REQUIRED TASKS =>
A. List every distinct contraction used in the passage on vintage turntables below, each written once in lower case.
B. Write the next part of the passage on vintage turntables, picking up right after its final sentence.

*** DOCUMENT SEGMENT

Guides to the best audio equipment usually require frequent updates as manufacturers respond to fierce competition with ever more sophisticated improvement and innovations. When it comes to talking about vintage equipment, there isn’t the same imperative to evaluate the new. Instead, we’re re-evaluating the old. As time passes, certain equipment will acquire vintage status, but on the whole, it’s a relatively fixed quantity.
That’s not to say it isn’t subject to the same passionate debates and disagreements that rage within the audiophile community. Loyalties to certain brands can be as unwavering as those of NFL supporters to their teams. However, when we decided to try answering the question, ‘what are the best vintage turntables?’ we knew that everyone reading this guide would have at least one thing in common: a love of vinyl records, both 33 and 45 rpm.
This isn’t the place to rehearse the argument about digital vs analog. For the sake of today’s discussion, we can all assume that vinyl is a good thing. Moreover, buying a vintage record player has the advantage of giving you access to high quality equipment without the extravagant expense of a new turntable straight off the production line. You don’t have to pay top dollar for a quality turntable.
As with any secondhand product, before buying a vintage turntable, you need to check it carefully. Scrolling though eBay for a name you recognise is no guarantee of quality. A vintage record player needs to have been well-maintained and the inevitable signs of wear should only be aesthetic rather than compromising its performance. For example, a belt drive turntable may well need a replacement belt as they wear out over time. There’s no substitute for seeing the player in the flesh, so to speak, and experiencing its sound for yourself. With those caveats in mind, the question is, which ones are the best? Let’s take a chronological look at the most glorious moments in the history of the turntable.

******
*** RECORDED INFORMATION

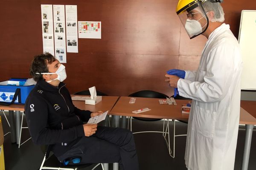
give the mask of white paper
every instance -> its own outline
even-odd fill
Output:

******

SOLVED TASKS =>
A. isn’t, we’re, it’s, that’s, don’t, there’s, let’s

B.
Garrard 301/401In 1953, the musical landscape was very different from that which we’re used to in the 21st century. Hi-fi was in its infancy and the dominant popular musical forms of the second half of the 20th century were yet to emerge. The 301 and 401 are idler-powered, a mechanism which was a forerunner of the drive motor belt drive turntable system that became widely popular over the next decade. Both are examples of transcription turntables that were commonly used by radio stations in the UK and Europe. Today they sound a little under-powered in the higher frequencies but in the lower registers, they are extremely impressive.
Thorens TD-124Rock’n’Roll had barely been invented when Thorens produced this almost legendary turntable in 1957. In fact, the 12 inch long player had only been in widespread commercial use for a few years and major stars like Frank Sinatra, Little Richard and The Everly Brothers used the format to considerable effect. The Thorens TD-124 is the epitome of the vintage record player and has been used for decades in broadcast studios all over the world. In 2020, Thorens released a new version which built on the solid properties of the original but delivered enormous improvements thanks to the technological advances of the intervening six decades. For sound quality, the 2020 model would have to be your choice, but for the sheer pleasure of using a piece of living history, the 1957 TD-124 can’t be beaten.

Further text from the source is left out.